• Request: Select and copy every line below that contains the string "lamp". Treat uppercase and lowercase letters as different.

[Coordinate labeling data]
= = =
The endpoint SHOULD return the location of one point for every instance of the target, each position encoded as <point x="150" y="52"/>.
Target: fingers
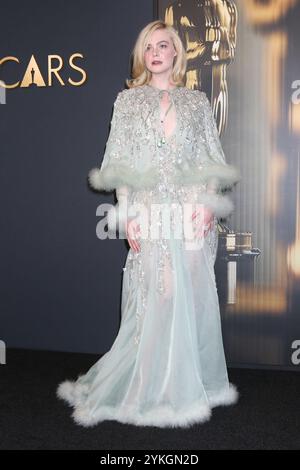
<point x="132" y="232"/>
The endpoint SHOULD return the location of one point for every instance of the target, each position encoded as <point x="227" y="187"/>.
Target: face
<point x="159" y="52"/>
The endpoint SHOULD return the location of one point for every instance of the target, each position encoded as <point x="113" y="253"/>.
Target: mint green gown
<point x="167" y="365"/>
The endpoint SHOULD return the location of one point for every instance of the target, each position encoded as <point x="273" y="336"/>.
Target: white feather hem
<point x="161" y="416"/>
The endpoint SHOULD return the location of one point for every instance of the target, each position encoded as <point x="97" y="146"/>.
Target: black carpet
<point x="31" y="417"/>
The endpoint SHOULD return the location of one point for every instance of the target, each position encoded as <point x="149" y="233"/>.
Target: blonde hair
<point x="140" y="74"/>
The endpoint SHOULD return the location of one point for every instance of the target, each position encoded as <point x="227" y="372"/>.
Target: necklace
<point x="162" y="140"/>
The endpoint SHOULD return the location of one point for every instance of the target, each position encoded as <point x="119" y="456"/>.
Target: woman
<point x="167" y="365"/>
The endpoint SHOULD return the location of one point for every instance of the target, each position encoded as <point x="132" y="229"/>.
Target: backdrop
<point x="63" y="64"/>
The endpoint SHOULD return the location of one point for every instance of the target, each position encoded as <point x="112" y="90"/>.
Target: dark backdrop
<point x="60" y="285"/>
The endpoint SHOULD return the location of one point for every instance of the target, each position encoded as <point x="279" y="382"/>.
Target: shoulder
<point x="125" y="98"/>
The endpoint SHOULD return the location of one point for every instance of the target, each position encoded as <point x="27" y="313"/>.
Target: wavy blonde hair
<point x="140" y="74"/>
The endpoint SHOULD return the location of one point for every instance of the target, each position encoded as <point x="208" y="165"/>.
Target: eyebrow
<point x="163" y="40"/>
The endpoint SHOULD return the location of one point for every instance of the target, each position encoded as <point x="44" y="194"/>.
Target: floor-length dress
<point x="166" y="366"/>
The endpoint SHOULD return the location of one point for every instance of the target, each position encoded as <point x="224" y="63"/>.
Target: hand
<point x="132" y="233"/>
<point x="208" y="219"/>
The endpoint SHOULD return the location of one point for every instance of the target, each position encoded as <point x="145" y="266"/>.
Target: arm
<point x="115" y="167"/>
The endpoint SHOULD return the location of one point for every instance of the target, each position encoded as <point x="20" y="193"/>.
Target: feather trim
<point x="114" y="176"/>
<point x="76" y="395"/>
<point x="226" y="175"/>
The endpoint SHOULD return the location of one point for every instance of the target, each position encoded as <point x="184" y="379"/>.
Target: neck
<point x="162" y="84"/>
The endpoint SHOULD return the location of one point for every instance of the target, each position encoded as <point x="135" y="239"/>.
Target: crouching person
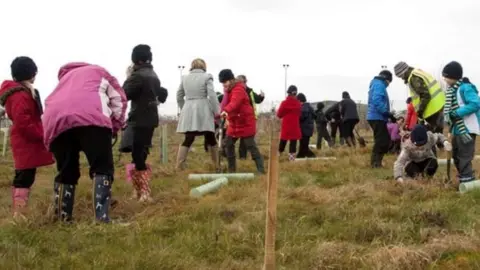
<point x="241" y="120"/>
<point x="88" y="126"/>
<point x="416" y="158"/>
<point x="21" y="101"/>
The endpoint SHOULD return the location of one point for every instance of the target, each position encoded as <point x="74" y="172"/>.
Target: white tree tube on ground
<point x="208" y="187"/>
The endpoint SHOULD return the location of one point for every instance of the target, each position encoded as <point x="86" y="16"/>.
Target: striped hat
<point x="400" y="69"/>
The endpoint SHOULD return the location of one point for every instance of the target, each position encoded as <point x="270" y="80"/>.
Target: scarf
<point x="451" y="104"/>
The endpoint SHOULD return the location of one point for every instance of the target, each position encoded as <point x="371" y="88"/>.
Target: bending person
<point x="143" y="88"/>
<point x="88" y="126"/>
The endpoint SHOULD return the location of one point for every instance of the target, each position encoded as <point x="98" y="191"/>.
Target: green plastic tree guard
<point x="464" y="187"/>
<point x="209" y="176"/>
<point x="208" y="187"/>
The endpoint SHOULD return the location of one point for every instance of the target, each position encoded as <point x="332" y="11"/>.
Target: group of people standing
<point x="299" y="119"/>
<point x="65" y="127"/>
<point x="429" y="107"/>
<point x="201" y="111"/>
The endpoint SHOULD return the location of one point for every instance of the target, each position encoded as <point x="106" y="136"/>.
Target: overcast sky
<point x="331" y="46"/>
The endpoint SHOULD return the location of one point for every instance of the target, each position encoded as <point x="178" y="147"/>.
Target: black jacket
<point x="307" y="119"/>
<point x="143" y="89"/>
<point x="256" y="97"/>
<point x="348" y="109"/>
<point x="320" y="118"/>
<point x="333" y="112"/>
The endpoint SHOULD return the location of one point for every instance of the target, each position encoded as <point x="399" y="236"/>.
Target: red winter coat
<point x="411" y="119"/>
<point x="26" y="135"/>
<point x="290" y="111"/>
<point x="241" y="118"/>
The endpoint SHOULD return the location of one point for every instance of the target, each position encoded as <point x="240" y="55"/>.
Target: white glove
<point x="447" y="145"/>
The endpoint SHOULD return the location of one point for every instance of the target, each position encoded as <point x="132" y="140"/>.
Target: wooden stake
<point x="164" y="144"/>
<point x="271" y="217"/>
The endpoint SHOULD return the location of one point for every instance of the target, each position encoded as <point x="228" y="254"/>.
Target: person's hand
<point x="129" y="70"/>
<point x="447" y="145"/>
<point x="453" y="116"/>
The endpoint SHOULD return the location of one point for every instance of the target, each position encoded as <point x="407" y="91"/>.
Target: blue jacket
<point x="378" y="102"/>
<point x="469" y="102"/>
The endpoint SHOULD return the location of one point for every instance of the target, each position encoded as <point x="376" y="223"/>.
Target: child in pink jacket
<point x="83" y="113"/>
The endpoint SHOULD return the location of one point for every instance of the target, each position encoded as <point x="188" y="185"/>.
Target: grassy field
<point x="331" y="215"/>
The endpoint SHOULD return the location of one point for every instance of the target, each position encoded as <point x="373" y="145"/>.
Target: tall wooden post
<point x="164" y="144"/>
<point x="271" y="213"/>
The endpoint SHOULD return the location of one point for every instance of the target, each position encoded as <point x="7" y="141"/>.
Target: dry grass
<point x="331" y="215"/>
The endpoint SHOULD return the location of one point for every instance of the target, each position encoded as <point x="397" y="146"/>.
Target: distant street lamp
<point x="286" y="66"/>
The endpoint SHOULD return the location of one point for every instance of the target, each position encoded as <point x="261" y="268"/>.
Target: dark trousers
<point x="304" y="151"/>
<point x="322" y="134"/>
<point x="292" y="146"/>
<point x="242" y="149"/>
<point x="463" y="154"/>
<point x="334" y="127"/>
<point x="348" y="127"/>
<point x="381" y="142"/>
<point x="395" y="147"/>
<point x="142" y="139"/>
<point x="427" y="167"/>
<point x="251" y="147"/>
<point x="95" y="142"/>
<point x="24" y="178"/>
<point x="436" y="122"/>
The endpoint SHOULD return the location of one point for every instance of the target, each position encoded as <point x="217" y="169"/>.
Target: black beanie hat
<point x="141" y="53"/>
<point x="292" y="90"/>
<point x="419" y="135"/>
<point x="387" y="75"/>
<point x="226" y="75"/>
<point x="453" y="70"/>
<point x="23" y="69"/>
<point x="301" y="97"/>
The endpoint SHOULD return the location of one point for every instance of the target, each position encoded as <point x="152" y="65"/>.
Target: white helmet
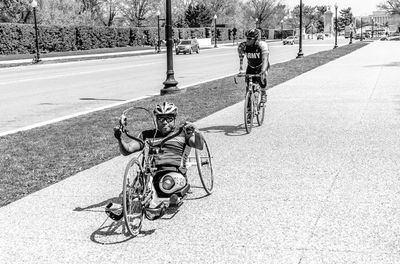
<point x="166" y="109"/>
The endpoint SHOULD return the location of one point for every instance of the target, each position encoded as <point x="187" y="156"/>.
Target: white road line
<point x="100" y="108"/>
<point x="90" y="72"/>
<point x="76" y="73"/>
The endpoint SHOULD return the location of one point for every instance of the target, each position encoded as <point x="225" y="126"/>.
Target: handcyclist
<point x="257" y="54"/>
<point x="170" y="180"/>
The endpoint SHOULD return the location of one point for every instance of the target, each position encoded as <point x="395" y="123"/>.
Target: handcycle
<point x="252" y="102"/>
<point x="138" y="188"/>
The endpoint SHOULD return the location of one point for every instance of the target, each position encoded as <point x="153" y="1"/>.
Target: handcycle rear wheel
<point x="204" y="167"/>
<point x="133" y="191"/>
<point x="248" y="111"/>
<point x="260" y="110"/>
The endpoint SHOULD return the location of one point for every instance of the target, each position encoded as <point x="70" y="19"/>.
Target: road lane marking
<point x="92" y="71"/>
<point x="55" y="120"/>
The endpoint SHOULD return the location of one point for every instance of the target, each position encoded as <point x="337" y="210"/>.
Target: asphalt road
<point x="317" y="183"/>
<point x="38" y="93"/>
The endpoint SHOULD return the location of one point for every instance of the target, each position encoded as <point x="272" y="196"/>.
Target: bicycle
<point x="252" y="103"/>
<point x="138" y="187"/>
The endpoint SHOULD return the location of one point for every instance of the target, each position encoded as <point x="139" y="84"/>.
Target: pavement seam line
<point x="323" y="209"/>
<point x="370" y="96"/>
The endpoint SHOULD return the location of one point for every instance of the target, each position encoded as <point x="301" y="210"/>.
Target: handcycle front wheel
<point x="248" y="111"/>
<point x="204" y="167"/>
<point x="260" y="110"/>
<point x="133" y="191"/>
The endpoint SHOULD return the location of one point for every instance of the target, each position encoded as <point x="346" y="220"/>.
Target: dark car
<point x="187" y="46"/>
<point x="291" y="40"/>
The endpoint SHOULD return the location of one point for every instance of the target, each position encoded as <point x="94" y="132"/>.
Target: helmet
<point x="253" y="33"/>
<point x="166" y="109"/>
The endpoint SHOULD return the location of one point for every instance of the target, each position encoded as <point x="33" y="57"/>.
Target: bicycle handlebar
<point x="245" y="75"/>
<point x="248" y="75"/>
<point x="161" y="143"/>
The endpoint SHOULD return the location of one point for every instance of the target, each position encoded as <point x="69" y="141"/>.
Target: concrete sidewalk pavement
<point x="317" y="183"/>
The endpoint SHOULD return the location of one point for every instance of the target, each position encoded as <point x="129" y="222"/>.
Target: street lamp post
<point x="372" y="32"/>
<point x="215" y="31"/>
<point x="335" y="26"/>
<point x="36" y="59"/>
<point x="300" y="53"/>
<point x="158" y="31"/>
<point x="361" y="29"/>
<point x="170" y="84"/>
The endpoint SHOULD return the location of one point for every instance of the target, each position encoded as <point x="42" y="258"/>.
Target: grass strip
<point x="34" y="159"/>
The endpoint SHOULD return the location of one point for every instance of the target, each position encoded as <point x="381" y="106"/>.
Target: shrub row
<point x="20" y="38"/>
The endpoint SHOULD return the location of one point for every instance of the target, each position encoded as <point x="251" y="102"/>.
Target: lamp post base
<point x="300" y="55"/>
<point x="170" y="86"/>
<point x="36" y="60"/>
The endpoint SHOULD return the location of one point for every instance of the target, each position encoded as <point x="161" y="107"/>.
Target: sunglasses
<point x="165" y="118"/>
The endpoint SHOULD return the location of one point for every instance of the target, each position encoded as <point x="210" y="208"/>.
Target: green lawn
<point x="31" y="160"/>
= = =
• Complete output:
Target: distant street lamp
Target: street lamp post
Target: lamp post base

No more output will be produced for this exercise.